Interviews

Thomas Pierce

Interviewed by Patrick May

The banana is arguably one of the funniest of fruits. Why did you decide to center your story Two Bananas around it and not something else, like an apple?

Bananas are without a doubt the funniest of the fruits. Including even litchi and star fruits. Exhibit A: the giant banana peel gag in Woody Allen’s Sleeper. I can remember writing a very earnest and self-serious paper back in college which argued, essentially, that the best part about Krapp’s Last Tape—the Beckett play—are its bananas.

Here’s the truth: I was in the waiting room at the doctor’s office, and I overheard one nurse telling another about a banana she’d accidentally sat on earlier that week. I started writing the story in a notebook about ten seconds later. No exaggeration.

One of the many things I like about “Two Bananas” is that it takes the form of a dialogue between two people who seem to be trying to make sense of their lives by telling each other stories. Why did you choose to tell the story entirely in dialogue?

Initially I was just imitating the banter of those nurses, but very quickly the pair morphed into distinct characters with their own histories and concerns. Partly, also, I was channeling the Barthelme story “On the Steps of the Conservatory,” which I love and which, as it happens, is also about two women talking to each other. I wasn’t certain I’d keep the dialogue as a structure, but then I really began to love the way that the primary story—about the boy and the banana—is elicited by and interrogated through their conversation. The nature and terms of their friendship became such interesting background noise.

Do you think fiction is a dialogue between writer and reader, or a one-sided conversation?

That’s an interesting question. I know that in some cases, as a way of putting distance between a narrator’s voice and my own, I will imagine that he or she is telling the story to me, so in a sense there is a conversation happening between me and that character, and maybe the reader senses that on some subtle level.

I never really feel like I’m in direct dialogue with the reader per se, but I do like the idea that a story I’m writing now—in 2016—can be in dialogue with other stories or works of art created over the last couple thousand years.

In “The Real Alan Gass” and in other stories in your short story collection, Hall of Small Mammals, the reader encounters a sympathetic character drawn by an almost temporary insanity into doing something he knows is irrational. What draws you to characters like this?

Well I love to write stories that bend otherwise sane and rational people away from what they know or, more accurately, think they know. To act rationally is to act sensibly, to use logic and reason in your approach to understanding the universe and our lives. We should live that way most of the time, definitely, guided by reason and logic. But sometimes I think we trust too much in our own rationality. Rationality might not always be the right tool for the job. It might not, for instance, deliver you to or help you make peace with a concept like spooky action at a distance—the idea in physics that entangled particles are interacting instantaneously across time and space. (I know that’s an overused example of the physical world going berserk in defiance of our expectations, but so be it.) My point is that there might be times when logic and reason have their limitations—their own biases—and that it might be useful on occasion for us to act and think irrationally. Sometimes we should trust our hearts and intuition more than our crusty computer brains which are, after all, programmed to exclude any information that doesn’t fit neatly into the logical, reasonable world we’ve decided to believe in.

> [Aim of the task]: Summarize the interview in two sentences. The lines after this point come from a different source than the interview.

> [Data block]:
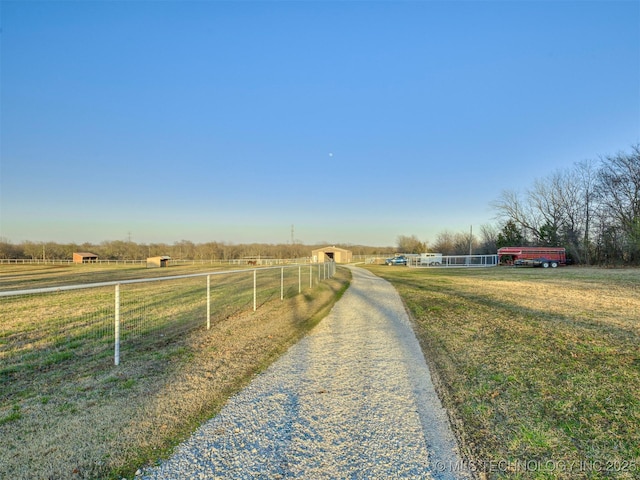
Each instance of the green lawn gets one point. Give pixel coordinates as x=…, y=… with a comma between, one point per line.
x=540, y=369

> [Answer to the exercise]: Thomas Pierce says "Two Bananas" began when he overheard a nurse in a doctor's waiting room describe accidentally sitting on a banana, and that he wrote it entirely in dialogue partly by imitating the nurses' banter and partly by channeling Barthelme's "On the Steps of the Conservatory." He also says he likes writing stories that bend sane, rational people away from what they think they know, because logic and reason have limitations and sometimes heart and intuition deserve more trust.